Exercise instructions — Extract exactly and only the lines of the data below, starting at the line with "# test: identify the dry" and stopping after the final line.
# # # # #
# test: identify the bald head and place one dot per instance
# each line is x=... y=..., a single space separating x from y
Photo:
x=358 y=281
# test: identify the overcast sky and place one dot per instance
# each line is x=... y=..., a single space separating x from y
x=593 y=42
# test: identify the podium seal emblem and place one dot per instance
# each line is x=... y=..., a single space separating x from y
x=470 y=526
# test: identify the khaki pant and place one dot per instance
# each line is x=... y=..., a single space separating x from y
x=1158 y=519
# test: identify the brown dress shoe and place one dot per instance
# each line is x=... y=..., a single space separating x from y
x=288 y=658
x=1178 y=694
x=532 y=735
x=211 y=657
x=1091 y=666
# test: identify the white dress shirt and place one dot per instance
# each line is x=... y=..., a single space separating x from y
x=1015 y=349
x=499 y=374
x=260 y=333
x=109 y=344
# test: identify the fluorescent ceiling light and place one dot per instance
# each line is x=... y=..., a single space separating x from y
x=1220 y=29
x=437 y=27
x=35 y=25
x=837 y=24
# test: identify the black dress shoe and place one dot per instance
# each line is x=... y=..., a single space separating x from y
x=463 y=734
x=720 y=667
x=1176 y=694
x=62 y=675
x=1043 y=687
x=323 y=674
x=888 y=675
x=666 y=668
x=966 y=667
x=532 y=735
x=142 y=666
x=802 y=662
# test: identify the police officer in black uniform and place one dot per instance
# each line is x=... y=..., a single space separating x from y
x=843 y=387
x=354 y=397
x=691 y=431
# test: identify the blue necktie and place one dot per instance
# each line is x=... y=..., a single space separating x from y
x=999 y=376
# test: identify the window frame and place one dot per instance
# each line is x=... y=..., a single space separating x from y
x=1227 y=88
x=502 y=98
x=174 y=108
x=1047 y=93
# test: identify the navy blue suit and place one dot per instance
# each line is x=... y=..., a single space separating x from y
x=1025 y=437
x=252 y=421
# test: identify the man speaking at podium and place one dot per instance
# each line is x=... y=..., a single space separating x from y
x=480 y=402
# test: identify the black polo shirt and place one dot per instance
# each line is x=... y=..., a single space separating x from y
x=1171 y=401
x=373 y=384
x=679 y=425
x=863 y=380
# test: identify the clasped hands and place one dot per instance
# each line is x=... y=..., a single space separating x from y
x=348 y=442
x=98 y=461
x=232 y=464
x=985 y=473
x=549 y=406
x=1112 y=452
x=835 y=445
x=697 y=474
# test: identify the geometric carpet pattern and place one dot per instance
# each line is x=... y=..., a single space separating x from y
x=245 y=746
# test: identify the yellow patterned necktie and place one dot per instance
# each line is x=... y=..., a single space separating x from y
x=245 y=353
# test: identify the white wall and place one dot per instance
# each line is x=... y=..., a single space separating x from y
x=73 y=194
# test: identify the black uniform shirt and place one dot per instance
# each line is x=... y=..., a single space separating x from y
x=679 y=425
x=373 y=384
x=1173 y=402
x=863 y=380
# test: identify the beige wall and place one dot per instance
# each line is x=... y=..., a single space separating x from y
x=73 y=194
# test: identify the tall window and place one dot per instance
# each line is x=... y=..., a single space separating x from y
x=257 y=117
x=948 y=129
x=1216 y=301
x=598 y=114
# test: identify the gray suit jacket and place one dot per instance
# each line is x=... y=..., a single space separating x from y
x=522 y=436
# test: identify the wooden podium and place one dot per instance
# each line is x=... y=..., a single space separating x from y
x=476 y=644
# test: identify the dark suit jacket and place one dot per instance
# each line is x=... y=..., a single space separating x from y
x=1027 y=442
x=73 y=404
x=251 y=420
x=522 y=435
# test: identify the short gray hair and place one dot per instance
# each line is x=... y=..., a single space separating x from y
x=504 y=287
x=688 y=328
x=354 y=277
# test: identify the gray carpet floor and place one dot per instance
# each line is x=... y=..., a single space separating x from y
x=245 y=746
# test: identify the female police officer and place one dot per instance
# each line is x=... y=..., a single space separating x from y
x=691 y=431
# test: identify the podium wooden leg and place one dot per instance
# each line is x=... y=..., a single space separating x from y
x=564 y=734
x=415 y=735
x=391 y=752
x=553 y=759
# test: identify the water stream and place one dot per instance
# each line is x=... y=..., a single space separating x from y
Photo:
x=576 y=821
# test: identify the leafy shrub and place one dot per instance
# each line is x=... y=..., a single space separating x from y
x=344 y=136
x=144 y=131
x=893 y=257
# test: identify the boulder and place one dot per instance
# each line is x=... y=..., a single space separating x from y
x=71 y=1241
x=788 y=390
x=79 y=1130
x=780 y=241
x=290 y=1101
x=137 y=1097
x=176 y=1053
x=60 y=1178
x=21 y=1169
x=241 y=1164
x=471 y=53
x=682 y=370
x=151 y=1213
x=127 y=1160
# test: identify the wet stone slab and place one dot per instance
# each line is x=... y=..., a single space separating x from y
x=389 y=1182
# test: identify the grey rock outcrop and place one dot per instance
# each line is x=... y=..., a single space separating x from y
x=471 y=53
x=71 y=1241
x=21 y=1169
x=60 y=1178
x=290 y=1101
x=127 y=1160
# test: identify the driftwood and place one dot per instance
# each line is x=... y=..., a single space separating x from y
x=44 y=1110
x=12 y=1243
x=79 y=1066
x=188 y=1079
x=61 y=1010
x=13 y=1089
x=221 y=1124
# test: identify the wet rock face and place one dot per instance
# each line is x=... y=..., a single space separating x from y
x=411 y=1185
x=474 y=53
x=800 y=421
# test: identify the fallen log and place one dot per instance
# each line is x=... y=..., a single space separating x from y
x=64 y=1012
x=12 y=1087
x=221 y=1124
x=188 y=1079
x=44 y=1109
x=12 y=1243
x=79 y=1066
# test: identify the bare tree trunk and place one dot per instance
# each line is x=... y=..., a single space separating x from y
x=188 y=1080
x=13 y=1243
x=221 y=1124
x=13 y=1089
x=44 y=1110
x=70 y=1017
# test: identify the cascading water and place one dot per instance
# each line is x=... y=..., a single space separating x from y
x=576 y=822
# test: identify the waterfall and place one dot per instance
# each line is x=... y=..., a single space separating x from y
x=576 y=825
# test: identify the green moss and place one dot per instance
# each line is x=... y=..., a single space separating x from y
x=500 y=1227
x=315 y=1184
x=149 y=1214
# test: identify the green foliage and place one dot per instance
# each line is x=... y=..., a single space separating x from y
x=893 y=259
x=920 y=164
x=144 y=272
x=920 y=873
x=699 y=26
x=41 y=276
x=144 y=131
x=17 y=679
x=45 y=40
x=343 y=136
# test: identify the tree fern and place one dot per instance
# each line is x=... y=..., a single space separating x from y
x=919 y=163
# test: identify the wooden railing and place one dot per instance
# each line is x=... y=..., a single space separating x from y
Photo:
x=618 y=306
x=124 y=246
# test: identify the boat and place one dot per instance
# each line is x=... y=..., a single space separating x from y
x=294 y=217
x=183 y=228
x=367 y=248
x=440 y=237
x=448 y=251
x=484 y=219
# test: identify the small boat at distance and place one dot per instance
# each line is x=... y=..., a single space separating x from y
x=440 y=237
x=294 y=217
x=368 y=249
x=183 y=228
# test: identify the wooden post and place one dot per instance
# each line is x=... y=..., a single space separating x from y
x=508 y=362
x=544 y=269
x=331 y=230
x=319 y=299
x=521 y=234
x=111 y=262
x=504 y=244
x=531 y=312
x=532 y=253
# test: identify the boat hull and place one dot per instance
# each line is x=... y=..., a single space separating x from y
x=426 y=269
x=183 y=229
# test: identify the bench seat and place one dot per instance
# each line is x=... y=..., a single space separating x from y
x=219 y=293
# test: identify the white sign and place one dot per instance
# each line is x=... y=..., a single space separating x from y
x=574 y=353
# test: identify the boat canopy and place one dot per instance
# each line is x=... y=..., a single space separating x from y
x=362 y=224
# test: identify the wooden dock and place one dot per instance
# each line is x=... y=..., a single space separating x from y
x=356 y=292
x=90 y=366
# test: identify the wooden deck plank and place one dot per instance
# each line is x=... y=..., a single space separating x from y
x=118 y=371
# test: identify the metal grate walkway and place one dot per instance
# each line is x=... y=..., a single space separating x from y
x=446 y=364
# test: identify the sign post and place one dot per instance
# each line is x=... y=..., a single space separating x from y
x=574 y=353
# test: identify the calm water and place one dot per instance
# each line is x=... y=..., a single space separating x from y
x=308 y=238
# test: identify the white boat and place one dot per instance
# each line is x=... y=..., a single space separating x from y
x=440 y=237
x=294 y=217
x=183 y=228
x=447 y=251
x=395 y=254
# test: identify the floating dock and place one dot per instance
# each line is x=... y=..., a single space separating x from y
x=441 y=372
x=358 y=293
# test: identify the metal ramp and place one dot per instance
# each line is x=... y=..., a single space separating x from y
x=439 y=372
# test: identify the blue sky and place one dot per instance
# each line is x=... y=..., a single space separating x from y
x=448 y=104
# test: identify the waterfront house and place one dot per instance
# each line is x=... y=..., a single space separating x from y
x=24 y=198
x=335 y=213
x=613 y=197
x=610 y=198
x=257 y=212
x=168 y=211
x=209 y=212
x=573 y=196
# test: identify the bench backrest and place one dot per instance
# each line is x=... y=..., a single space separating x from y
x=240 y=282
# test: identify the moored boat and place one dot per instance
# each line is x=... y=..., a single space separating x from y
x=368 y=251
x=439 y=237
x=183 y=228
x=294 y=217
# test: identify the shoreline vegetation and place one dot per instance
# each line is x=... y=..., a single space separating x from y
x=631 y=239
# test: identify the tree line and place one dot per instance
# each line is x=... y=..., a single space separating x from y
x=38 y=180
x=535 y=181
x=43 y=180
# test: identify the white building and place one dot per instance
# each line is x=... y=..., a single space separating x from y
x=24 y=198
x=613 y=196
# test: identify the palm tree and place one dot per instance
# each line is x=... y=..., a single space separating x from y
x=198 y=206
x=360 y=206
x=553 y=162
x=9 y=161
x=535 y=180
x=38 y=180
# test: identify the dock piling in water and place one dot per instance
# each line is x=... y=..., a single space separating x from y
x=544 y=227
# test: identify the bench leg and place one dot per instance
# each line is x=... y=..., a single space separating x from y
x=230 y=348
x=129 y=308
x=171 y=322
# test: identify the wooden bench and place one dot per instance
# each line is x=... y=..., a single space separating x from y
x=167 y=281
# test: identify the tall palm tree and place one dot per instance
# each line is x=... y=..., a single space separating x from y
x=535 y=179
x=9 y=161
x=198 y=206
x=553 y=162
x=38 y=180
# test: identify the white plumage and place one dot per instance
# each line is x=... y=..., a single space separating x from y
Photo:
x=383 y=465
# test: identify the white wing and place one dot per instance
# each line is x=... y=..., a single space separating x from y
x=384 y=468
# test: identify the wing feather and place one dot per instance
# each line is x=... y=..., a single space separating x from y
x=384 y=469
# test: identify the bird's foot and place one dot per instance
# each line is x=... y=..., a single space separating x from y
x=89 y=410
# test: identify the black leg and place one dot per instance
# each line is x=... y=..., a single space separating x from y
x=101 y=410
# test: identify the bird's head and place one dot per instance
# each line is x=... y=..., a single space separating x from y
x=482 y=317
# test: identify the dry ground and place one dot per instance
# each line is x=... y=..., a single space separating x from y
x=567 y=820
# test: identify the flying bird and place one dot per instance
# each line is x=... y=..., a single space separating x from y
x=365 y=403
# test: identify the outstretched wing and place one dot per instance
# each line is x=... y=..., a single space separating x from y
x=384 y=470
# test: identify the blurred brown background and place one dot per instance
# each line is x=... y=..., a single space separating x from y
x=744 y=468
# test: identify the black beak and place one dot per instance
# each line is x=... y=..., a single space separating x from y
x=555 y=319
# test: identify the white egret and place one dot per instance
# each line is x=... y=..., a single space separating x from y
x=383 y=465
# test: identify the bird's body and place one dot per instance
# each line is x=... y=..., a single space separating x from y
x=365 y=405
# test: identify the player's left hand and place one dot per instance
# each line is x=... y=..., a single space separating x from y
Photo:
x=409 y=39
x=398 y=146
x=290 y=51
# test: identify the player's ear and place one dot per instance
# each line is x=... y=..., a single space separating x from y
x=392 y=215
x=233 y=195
# # # # #
Final result —
# test: identify the dry ground and place one dot per instance
# each line is x=... y=..., a single space separating x from y
x=567 y=820
# test: identify the flying bird and place one dot per instance
# each line is x=... y=..., a single space separating x from y
x=365 y=403
# test: identify the outstretched wing and place one dot per instance
# each line is x=... y=..., a single space separating x from y
x=384 y=470
# test: identify the blurred brown background and place one dot per instance
# each line is x=... y=..., a single space separating x from y
x=744 y=468
# test: identify the black beak and place one dot per instance
# each line is x=... y=..., a single space separating x from y
x=555 y=319
# test: identify the white egret and place one dot per instance
# each line is x=... y=..., a single space separating x from y
x=383 y=465
# test: identify the bird's body and place one dot per instance
# each line is x=... y=..., a single space separating x from y
x=365 y=405
# test: identify the player's left hand and place one dot per instance
# each line is x=... y=..., a single space separating x from y
Photo:
x=409 y=39
x=398 y=146
x=290 y=51
# test: identify the player's ear and place one dot per instance
# each line is x=... y=..., a single space separating x from y
x=392 y=215
x=233 y=195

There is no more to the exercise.